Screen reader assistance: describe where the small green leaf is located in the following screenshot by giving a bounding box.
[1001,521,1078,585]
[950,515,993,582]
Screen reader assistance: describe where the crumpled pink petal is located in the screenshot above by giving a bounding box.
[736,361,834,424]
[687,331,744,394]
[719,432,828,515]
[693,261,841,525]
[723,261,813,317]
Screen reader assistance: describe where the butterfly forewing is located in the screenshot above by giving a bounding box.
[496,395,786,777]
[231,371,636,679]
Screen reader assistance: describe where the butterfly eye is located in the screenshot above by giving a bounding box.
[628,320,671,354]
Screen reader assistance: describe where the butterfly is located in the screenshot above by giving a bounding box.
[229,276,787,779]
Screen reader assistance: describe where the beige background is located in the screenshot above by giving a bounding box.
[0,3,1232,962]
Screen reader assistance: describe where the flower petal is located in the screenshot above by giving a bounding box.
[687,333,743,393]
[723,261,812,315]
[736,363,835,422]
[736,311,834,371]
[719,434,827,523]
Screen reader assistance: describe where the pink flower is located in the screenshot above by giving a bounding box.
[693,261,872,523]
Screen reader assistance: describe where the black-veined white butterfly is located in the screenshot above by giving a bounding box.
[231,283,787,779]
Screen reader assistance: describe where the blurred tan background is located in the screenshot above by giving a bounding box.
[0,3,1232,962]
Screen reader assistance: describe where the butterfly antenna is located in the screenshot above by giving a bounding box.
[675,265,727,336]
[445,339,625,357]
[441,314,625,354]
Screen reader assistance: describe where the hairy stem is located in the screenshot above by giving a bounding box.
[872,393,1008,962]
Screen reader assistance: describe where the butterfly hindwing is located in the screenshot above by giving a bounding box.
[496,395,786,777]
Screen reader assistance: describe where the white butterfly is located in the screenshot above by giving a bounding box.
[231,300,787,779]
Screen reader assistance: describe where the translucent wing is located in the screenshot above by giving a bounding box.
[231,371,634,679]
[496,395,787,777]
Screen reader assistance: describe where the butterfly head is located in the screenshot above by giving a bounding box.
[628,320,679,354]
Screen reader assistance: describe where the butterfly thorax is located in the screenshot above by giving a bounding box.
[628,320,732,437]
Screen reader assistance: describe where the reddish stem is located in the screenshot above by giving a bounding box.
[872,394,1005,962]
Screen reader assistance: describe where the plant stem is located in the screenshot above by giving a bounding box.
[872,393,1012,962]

---------------

Task objective = Rewrite the material from the line with "Screen reader assistance: describe where the pink" to the line with "[872,393,1008,962]", both included, as a JSON list of strings. Give one string per line and leave out any blank lines.

Worked answer =
[
  "Screen reader assistance: describe where the pink flower is located in the screenshot above by giving a bounding box.",
  "[693,261,872,523]",
  "Screen reader assistance: describe where the black-veined white butterfly is located in the screenshot above by giving a bounding box.",
  "[231,283,787,779]",
  "Screen reader assistance: describe where the blurred tan background is located in the screenshot above by giving a bounding box.",
  "[0,3,1232,962]",
  "Screen reader assistance: describe where the butterfly antenna is located in the screenshot above by giving a bounding box.",
  "[675,265,727,336]",
  "[445,339,625,357]",
  "[441,314,625,354]",
  "Screen reader assistance: describe where the hairy stem is located in the screenshot above by giving a bounding box.",
  "[872,393,1008,962]"
]